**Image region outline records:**
>>>>
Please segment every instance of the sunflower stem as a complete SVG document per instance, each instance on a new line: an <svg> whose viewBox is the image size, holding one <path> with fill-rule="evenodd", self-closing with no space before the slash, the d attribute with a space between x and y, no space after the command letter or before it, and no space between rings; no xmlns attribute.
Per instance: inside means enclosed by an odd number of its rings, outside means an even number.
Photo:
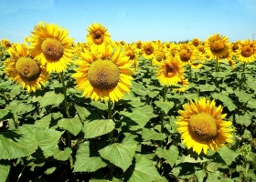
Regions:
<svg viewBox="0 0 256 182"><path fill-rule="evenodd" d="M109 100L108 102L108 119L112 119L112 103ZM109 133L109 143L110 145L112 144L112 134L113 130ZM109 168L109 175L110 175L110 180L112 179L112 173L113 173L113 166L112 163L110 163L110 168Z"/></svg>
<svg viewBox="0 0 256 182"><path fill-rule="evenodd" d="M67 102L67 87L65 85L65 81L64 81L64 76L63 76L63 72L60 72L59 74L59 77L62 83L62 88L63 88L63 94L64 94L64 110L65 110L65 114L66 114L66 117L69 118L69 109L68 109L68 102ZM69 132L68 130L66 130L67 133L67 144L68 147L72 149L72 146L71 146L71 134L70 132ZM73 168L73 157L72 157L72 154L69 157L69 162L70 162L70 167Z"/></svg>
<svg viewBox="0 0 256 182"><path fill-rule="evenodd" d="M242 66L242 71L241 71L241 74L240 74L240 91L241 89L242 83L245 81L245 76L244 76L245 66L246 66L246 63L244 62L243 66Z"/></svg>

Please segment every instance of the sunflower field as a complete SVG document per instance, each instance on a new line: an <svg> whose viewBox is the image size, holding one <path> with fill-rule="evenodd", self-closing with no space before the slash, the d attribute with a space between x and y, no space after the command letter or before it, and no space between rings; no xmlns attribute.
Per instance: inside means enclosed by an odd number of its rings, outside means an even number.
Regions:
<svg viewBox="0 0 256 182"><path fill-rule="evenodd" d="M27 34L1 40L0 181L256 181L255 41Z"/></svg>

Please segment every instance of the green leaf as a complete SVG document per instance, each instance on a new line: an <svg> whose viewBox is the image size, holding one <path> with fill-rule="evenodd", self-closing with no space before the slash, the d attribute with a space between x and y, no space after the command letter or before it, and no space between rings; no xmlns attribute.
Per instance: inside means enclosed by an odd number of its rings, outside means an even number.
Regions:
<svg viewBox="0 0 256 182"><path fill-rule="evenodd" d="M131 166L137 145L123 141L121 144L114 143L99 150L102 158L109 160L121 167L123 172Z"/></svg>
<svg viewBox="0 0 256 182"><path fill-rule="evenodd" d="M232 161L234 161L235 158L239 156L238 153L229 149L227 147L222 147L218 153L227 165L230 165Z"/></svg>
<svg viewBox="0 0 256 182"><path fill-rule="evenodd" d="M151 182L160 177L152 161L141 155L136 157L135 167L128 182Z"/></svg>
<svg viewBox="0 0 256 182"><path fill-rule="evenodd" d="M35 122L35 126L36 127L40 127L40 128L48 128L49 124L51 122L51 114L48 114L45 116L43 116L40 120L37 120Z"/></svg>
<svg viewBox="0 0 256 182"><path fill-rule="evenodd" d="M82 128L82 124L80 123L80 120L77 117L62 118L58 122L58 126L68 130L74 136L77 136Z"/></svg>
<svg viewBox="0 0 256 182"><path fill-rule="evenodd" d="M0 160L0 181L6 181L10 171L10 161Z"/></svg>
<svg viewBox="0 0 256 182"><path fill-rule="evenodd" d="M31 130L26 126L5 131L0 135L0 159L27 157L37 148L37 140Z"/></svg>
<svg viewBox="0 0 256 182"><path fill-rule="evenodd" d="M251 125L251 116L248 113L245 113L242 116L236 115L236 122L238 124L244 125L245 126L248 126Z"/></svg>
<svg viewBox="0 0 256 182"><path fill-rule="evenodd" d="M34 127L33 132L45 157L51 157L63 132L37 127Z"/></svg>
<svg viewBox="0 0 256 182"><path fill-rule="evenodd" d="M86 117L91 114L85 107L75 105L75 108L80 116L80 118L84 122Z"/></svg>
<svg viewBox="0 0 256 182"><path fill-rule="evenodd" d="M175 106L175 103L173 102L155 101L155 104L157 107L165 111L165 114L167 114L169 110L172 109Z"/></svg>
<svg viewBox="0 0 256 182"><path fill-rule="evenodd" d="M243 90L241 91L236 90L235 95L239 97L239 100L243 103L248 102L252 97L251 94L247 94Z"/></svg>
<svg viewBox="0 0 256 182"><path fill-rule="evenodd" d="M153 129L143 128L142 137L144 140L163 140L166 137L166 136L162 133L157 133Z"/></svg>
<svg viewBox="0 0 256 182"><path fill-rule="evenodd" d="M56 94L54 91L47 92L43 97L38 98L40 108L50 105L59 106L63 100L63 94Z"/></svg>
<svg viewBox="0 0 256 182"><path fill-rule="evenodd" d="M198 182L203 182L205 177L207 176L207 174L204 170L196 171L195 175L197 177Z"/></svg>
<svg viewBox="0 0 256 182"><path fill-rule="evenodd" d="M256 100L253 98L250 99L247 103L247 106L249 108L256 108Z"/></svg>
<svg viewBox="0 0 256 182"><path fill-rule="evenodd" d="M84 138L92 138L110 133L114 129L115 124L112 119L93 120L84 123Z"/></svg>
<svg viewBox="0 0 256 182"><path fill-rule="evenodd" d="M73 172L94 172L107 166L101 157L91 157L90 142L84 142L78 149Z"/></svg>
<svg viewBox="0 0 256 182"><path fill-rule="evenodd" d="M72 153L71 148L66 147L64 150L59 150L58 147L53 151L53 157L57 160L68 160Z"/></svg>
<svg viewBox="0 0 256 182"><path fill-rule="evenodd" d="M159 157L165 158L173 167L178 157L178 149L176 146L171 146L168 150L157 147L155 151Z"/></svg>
<<<<
>>>>
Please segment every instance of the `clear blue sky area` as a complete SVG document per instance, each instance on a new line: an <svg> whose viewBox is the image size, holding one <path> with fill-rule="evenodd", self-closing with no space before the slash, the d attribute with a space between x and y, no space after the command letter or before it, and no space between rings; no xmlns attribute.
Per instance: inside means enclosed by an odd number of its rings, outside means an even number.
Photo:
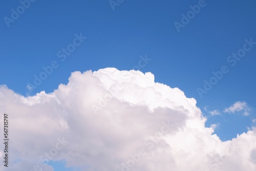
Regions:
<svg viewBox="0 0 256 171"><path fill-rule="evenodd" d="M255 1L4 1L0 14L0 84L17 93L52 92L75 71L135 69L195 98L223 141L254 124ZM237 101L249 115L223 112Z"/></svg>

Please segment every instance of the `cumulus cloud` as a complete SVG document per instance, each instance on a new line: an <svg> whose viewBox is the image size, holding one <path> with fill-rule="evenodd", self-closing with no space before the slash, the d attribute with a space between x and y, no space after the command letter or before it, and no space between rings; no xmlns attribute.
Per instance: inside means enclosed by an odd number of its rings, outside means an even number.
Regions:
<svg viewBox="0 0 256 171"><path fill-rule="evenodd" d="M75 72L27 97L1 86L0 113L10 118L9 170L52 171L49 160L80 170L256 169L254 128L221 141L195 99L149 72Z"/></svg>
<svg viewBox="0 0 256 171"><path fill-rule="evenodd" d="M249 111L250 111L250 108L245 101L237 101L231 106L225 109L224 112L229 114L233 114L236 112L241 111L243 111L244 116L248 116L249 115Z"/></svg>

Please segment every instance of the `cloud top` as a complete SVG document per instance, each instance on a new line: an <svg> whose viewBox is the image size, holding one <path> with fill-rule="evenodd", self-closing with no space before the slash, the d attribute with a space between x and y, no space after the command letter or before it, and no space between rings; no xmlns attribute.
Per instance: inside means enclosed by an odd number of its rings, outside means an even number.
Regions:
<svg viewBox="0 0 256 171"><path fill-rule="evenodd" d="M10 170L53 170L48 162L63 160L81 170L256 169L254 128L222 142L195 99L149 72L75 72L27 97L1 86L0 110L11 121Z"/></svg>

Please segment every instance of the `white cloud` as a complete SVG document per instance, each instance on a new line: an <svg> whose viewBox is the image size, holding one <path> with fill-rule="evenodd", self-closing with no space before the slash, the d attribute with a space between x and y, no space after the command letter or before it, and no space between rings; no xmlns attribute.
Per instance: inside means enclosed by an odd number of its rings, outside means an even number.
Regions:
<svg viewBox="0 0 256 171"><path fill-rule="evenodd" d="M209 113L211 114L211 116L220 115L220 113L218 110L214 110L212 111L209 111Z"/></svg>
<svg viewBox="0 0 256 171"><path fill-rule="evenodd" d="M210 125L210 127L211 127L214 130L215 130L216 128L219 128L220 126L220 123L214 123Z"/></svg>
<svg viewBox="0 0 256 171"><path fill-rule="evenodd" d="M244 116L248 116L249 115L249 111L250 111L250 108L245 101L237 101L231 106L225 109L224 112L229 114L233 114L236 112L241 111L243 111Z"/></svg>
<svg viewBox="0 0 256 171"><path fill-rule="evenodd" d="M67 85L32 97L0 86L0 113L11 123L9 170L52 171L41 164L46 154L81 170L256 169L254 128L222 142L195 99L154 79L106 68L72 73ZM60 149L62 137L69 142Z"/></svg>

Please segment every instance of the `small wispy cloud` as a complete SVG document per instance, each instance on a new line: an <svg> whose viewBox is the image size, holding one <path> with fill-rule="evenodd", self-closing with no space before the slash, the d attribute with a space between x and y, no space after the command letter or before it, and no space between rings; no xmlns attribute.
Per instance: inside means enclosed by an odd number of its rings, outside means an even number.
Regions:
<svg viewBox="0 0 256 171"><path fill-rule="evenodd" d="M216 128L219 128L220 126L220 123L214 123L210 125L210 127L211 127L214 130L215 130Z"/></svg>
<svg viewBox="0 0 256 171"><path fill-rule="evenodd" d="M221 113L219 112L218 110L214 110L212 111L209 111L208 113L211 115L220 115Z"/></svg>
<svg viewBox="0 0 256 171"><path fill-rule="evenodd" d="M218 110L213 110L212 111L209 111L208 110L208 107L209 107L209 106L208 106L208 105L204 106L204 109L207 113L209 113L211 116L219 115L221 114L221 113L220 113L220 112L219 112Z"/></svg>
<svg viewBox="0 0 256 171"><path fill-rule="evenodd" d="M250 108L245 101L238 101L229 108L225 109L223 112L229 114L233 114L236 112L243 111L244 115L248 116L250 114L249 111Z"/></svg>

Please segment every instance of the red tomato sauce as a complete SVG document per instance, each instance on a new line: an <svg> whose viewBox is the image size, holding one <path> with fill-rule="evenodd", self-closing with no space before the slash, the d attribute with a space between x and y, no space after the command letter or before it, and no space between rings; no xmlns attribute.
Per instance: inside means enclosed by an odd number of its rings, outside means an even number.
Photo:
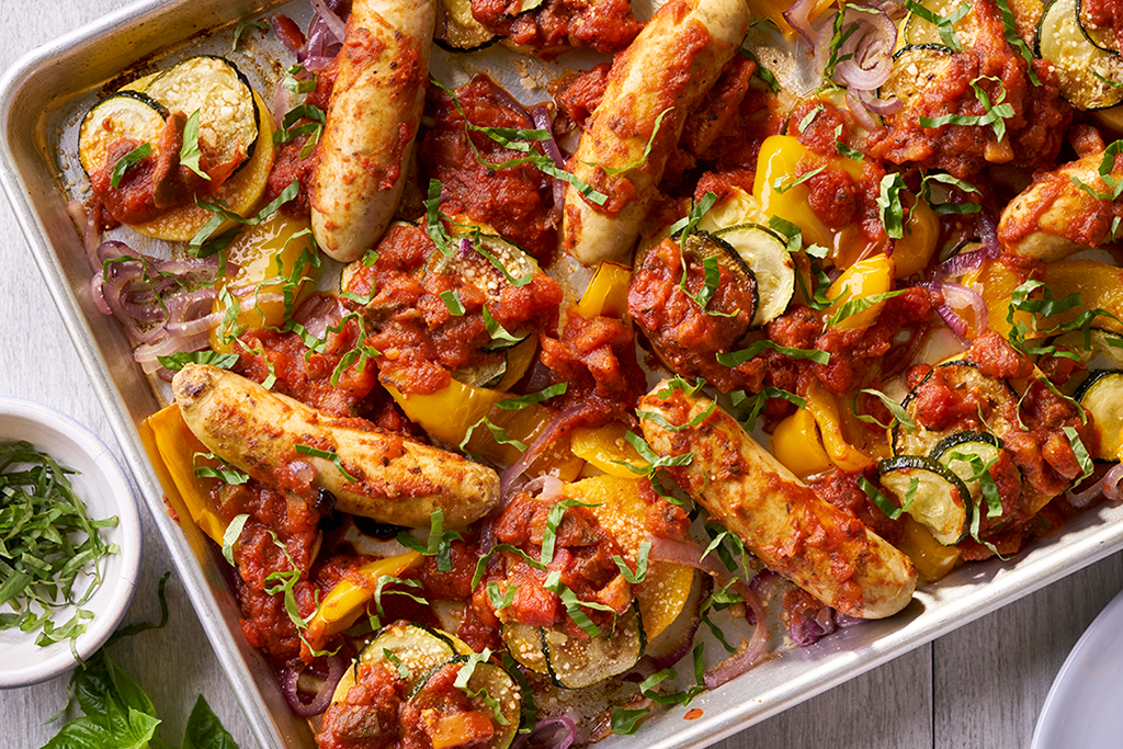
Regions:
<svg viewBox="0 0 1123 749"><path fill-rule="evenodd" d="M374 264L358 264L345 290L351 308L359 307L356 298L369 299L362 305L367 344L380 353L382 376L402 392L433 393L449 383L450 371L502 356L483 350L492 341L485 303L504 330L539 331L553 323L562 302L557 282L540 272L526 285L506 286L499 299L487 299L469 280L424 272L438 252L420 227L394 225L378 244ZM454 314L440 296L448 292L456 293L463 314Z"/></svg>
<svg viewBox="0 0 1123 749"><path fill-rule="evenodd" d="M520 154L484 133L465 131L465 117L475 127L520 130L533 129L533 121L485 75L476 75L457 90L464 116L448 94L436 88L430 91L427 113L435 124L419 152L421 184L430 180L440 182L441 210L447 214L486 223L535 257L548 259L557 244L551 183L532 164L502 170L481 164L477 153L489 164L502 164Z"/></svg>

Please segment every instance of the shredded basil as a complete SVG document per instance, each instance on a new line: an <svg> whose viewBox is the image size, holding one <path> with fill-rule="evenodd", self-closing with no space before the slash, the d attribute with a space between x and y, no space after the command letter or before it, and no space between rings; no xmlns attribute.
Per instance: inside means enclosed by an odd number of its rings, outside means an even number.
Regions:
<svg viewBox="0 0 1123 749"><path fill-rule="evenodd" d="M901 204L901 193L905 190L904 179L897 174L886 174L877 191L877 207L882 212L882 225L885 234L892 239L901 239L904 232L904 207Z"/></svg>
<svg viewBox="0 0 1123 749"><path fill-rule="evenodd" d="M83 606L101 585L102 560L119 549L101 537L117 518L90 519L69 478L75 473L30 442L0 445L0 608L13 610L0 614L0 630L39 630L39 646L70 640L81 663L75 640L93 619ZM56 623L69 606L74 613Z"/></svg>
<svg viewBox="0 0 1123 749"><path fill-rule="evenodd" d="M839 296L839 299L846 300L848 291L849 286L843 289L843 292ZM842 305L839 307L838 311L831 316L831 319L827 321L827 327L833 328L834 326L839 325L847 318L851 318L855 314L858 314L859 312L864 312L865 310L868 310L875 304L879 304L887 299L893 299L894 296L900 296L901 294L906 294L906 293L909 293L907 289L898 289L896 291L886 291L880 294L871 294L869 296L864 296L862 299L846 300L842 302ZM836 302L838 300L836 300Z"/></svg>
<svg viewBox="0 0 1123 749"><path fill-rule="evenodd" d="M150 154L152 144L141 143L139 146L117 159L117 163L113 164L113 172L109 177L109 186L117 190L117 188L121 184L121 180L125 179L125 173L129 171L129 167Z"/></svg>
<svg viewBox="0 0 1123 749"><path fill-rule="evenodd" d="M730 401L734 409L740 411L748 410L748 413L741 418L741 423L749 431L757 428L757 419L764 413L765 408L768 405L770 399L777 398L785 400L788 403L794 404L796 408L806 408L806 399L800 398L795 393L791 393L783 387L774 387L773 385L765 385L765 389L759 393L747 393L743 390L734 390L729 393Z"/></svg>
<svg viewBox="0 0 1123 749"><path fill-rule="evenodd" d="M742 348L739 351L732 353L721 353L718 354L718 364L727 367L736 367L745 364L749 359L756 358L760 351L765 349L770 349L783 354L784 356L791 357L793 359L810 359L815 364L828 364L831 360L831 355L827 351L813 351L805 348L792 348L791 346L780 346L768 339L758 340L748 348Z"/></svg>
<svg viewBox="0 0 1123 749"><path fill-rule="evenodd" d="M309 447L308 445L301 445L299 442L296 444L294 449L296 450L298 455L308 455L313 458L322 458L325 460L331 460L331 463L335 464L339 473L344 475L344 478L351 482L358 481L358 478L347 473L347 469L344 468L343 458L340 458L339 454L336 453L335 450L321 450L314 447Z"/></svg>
<<<<
Pick out every line in the records above that contains the string "sunflower", and copy each of those lines.

**SOLUTION TO THIS EXERCISE:**
Please segment every instance of the sunflower stem as a complete SVG document per instance, each instance on a new line: an <svg> whose viewBox is the image size, holding one <path> with fill-rule="evenodd", self-closing with no space before the slash, the d attribute with a space between x and y, no space after the command letter or before it, and no space between rings; no xmlns attribute.
Please segment every instance of the sunflower field as a complete SVG document per instance, each instance on a new line: an <svg> whose viewBox is the image size, holding one <path> with fill-rule="evenodd", self-closing with no space before the slash, the d attribute with a space between x and y, no space after the command letter or before it, and no space between rings; no xmlns attribute.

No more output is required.